## [Your task]
In the passage on tissue fixation, what is the tissue transferred to after 24 hours in clean formalin?

*** Passage provided ***

Underfixation being the greater problem, for animal research I tell everyone 24 
hours fixation. After 24 hours in clean formalin, Stop fixation by pouring off 
and transfer to 50% reagent alcohol. Using standard fixation and slow 
processing, repeatable near-perfect histology and IHC can be made w comparable 
staining in small biopsy and large samples alike. 

There is no right answer but kindly choose one method and teach that in your 
lab, better consistent than correct. IHC is antibody dependent and species 
dependent, and fixation dependent but IHC  is especially section dependent. 
Quite predictably excellent slides and excellent IHC can be made from tissues 
in almost every species given 24 hours fixation and overnight processing, the 
methods we first learned in school 30-40 years ago.

For 2mm samples in human clinical testing using common antibodies, we can 
acceptably shorten this to minimum 8-12 hours fixation and rapid 2 hour 
processing using fresh reagents w a wee bit of heat. But in research what is 
gained by it? Underfixed tissue causes more spurious results than over 
fixation. 

In weird species, having weird collagens weird cells, weird antibodies and 
weird questions all confounding the microscopist who needs spurious results?

*** Available data ***

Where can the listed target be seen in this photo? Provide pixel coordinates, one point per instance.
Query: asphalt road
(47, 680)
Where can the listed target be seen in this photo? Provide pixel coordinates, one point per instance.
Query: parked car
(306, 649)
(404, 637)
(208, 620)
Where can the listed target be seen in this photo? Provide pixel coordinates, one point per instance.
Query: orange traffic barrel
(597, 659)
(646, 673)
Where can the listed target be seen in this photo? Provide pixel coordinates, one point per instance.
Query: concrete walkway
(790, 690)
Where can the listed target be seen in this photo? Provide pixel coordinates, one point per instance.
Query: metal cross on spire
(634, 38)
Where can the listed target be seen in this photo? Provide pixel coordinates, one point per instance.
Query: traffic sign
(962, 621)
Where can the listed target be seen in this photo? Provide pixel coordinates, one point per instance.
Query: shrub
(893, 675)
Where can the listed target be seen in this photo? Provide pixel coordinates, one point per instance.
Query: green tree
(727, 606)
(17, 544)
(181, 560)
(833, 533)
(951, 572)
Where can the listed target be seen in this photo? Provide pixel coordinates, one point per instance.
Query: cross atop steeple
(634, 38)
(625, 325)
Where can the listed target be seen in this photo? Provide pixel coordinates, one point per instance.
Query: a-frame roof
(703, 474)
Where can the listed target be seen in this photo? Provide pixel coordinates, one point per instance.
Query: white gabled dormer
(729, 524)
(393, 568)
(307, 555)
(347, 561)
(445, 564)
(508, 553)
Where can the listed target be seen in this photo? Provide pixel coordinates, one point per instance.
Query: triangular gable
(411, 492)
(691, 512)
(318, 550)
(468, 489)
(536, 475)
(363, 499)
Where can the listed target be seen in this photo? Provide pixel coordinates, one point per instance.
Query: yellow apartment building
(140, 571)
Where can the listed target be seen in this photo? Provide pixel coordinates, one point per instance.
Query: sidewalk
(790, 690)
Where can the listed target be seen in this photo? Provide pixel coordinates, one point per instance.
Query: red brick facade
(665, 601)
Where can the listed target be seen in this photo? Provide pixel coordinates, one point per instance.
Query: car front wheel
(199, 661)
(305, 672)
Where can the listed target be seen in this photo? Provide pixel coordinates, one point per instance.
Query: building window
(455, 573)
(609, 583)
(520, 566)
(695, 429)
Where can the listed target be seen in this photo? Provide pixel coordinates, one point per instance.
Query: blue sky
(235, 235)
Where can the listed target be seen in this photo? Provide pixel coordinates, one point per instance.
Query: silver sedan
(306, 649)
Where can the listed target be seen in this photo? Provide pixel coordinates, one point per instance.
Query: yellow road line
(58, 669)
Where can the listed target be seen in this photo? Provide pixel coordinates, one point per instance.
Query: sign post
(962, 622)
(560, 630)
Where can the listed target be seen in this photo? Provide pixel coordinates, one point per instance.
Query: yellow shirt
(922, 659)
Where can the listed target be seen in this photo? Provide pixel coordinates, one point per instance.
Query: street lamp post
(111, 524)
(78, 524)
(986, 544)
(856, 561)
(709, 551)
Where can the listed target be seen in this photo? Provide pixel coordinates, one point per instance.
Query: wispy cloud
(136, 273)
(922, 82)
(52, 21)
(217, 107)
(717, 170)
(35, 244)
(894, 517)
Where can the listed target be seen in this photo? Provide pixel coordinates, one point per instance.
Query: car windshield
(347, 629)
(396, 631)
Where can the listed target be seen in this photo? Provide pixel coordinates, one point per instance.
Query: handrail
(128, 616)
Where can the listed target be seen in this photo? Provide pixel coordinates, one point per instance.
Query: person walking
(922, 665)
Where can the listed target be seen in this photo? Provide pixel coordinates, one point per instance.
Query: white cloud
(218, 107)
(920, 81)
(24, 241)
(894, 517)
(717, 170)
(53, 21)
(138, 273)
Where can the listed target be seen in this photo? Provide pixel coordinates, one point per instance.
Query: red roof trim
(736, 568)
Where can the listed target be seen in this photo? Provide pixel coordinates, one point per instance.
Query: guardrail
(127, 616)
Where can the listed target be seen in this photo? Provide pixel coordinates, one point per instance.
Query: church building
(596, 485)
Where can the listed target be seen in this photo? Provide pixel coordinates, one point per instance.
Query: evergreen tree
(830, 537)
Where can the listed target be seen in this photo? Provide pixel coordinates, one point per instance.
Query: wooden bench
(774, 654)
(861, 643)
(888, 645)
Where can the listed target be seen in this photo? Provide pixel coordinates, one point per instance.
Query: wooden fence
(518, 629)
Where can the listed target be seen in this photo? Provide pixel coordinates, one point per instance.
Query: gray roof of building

***

## [Task result]
50% reagent alcohol.